INSTRUCTIONS
[a] Translate this sentence from the passage about Mounds View High School into Spanish: "It includes grades 9–12 and was founded in 1955."
[b] Return the part of the passage about Mounds View High School between "Mounds View High" and "attend Irondale High School.", inclusive, copied word for word.

--- START TEXT TO READ ---

Mounds View High School is a public high school located in Arden Hills, Minnesota, United States. A part of the Mounds View Public Schools district, the high school is located in a suburban area approximately nine miles north of downtown Minneapolis and Saint Paul and includes seven cities with 76,193 residents. As of 2014–15 the school had an enrollment of 1735, with a student/teacher ratio of 21.81. The school's enrollment by race/ethnicity breaks down as follows: Asian 13.2%; Black 3.6%; Hispanic 2.6%; White 79.2%; Other 1.4%. It includes grades 9–12 and was founded in 1955. It is one of two high schools that are in the Mounds View Public school district (621), the other being Irondale High School. Most residents of Mounds View, Minnesota, actually attend Irondale High School.

--- END TEXT TO READ ---
--- START DATA ---

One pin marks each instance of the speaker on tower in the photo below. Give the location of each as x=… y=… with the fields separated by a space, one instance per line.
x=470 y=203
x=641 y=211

--- END DATA ---

FULL SOLUTIONS
[a] Incluye los grados 9 a 12 y fue fundada en 1955.

[b]
Mounds View High School is a public high school located in Arden Hills, Minnesota, United States. A part of the Mounds View Public Schools district, the high school is located in a suburban area approximately nine miles north of downtown Minneapolis and Saint Paul and includes seven cities with 76,193 residents. As of 2014–15 the school had an enrollment of 1735, with a student/teacher ratio of 21.81. The school's enrollment by race/ethnicity breaks down as follows: Asian 13.2%; Black 3.6%; Hispanic 2.6%; White 79.2%; Other 1.4%. It includes grades 9–12 and was founded in 1955. It is one of two high schools that are in the Mounds View Public school district (621), the other being Irondale High School. Most residents of Mounds View, Minnesota, actually attend Irondale High School.